Exercise description =>
Copy the material starting at the line containing "Where can the paved" and ending at the line containing "pixel 617 580", with the request included. Add -102 to every coordinate in the answers.

** Start Provided data **

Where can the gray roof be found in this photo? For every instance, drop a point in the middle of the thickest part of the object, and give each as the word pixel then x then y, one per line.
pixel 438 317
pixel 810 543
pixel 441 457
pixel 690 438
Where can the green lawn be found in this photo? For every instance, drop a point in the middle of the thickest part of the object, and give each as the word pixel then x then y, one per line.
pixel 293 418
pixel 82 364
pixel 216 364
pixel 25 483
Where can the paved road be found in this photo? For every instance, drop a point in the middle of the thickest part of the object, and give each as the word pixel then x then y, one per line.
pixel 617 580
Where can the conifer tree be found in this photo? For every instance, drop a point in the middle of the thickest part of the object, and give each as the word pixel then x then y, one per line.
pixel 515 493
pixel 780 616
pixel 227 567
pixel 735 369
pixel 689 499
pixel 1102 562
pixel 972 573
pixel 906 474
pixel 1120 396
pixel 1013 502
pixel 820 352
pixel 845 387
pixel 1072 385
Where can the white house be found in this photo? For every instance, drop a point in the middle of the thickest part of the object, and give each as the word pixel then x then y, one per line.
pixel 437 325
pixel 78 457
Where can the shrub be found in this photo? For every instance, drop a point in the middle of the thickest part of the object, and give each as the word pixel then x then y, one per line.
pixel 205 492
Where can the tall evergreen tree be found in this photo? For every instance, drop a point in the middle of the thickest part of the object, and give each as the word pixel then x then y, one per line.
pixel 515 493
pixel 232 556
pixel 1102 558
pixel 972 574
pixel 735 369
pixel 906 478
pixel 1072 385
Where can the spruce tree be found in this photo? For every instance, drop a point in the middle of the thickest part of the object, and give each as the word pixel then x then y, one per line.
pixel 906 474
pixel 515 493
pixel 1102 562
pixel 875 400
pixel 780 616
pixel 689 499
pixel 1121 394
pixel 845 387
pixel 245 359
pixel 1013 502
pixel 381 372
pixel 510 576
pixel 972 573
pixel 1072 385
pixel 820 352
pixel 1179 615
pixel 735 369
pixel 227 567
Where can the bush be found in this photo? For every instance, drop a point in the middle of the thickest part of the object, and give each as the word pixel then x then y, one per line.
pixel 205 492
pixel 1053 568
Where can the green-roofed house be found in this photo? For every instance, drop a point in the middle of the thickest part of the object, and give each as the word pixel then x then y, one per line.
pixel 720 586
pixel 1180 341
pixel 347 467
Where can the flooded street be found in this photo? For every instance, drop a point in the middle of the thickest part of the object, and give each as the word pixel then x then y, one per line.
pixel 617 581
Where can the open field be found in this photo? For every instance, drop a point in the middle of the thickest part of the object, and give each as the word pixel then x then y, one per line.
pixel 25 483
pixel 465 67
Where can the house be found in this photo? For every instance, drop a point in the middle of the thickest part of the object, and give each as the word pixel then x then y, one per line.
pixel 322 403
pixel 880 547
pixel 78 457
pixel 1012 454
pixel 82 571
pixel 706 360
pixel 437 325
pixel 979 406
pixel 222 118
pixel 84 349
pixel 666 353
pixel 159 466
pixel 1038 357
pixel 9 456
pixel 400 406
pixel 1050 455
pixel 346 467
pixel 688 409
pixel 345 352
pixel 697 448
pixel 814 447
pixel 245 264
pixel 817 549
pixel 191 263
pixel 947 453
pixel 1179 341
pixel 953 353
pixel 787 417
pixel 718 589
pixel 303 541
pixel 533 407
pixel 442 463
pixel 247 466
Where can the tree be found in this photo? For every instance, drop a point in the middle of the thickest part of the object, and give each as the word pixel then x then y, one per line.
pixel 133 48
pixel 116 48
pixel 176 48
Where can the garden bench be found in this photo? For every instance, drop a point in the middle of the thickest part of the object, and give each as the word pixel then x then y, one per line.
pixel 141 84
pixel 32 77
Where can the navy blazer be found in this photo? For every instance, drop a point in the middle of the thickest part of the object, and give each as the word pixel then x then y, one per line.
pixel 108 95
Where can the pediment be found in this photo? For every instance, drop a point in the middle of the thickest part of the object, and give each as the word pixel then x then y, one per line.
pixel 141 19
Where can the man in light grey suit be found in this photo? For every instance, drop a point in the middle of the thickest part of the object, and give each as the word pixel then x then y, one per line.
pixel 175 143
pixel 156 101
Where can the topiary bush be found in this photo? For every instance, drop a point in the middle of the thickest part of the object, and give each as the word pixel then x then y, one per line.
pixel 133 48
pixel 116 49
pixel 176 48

** End Provided data **

Output of the task =>
Where can the paved road be found in this photo? For every instance, drop a point in the middle of the thickest part of the object, and give each as the word pixel then x then y, one per line.
pixel 515 478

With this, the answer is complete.